Task directions: Each line below containing the word "Target" needs to be shown.

Dataset records:
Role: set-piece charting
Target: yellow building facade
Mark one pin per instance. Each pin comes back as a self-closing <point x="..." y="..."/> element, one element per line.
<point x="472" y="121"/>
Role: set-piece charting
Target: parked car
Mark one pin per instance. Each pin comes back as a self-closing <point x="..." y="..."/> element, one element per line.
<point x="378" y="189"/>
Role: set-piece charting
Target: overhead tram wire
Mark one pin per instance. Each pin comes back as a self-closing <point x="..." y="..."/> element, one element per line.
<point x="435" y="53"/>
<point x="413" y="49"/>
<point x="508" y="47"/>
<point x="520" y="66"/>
...
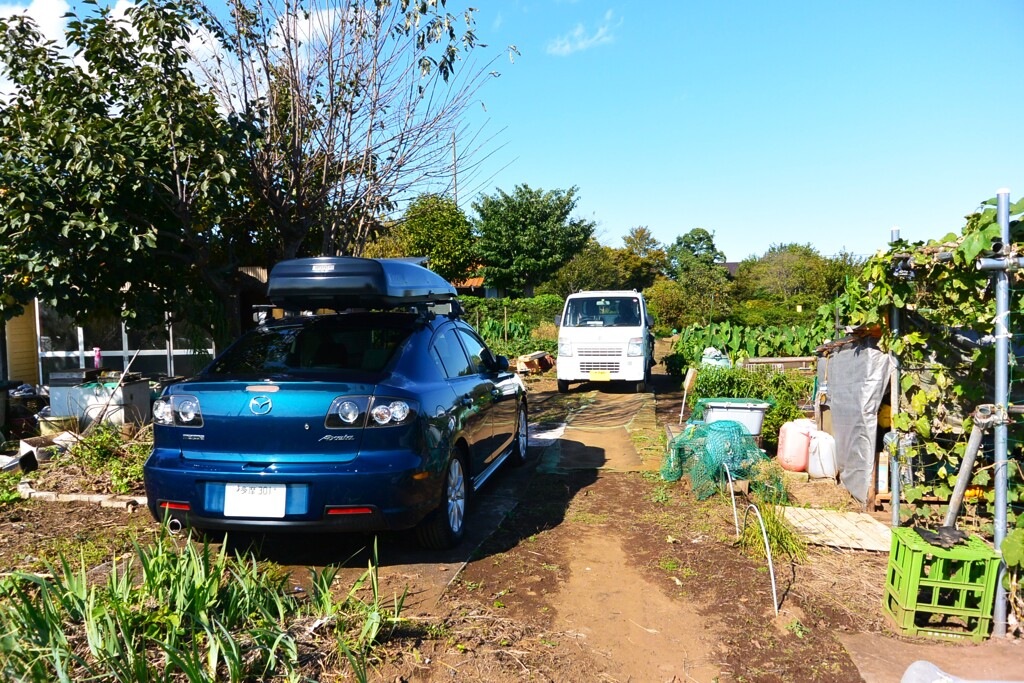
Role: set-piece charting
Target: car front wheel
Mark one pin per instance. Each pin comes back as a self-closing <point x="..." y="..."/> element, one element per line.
--
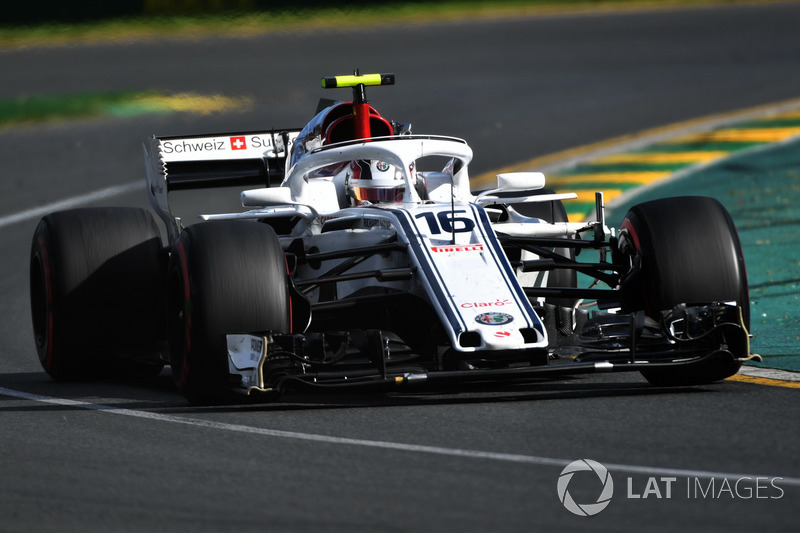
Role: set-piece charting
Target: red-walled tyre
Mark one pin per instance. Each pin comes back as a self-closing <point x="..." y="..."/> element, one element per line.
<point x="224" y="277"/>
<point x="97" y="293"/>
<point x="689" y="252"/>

Solution to the exercise:
Target: yellow building facade
Target: parked car
Target: overhead tram wire
Target: car front wheel
Target: red-walled tyre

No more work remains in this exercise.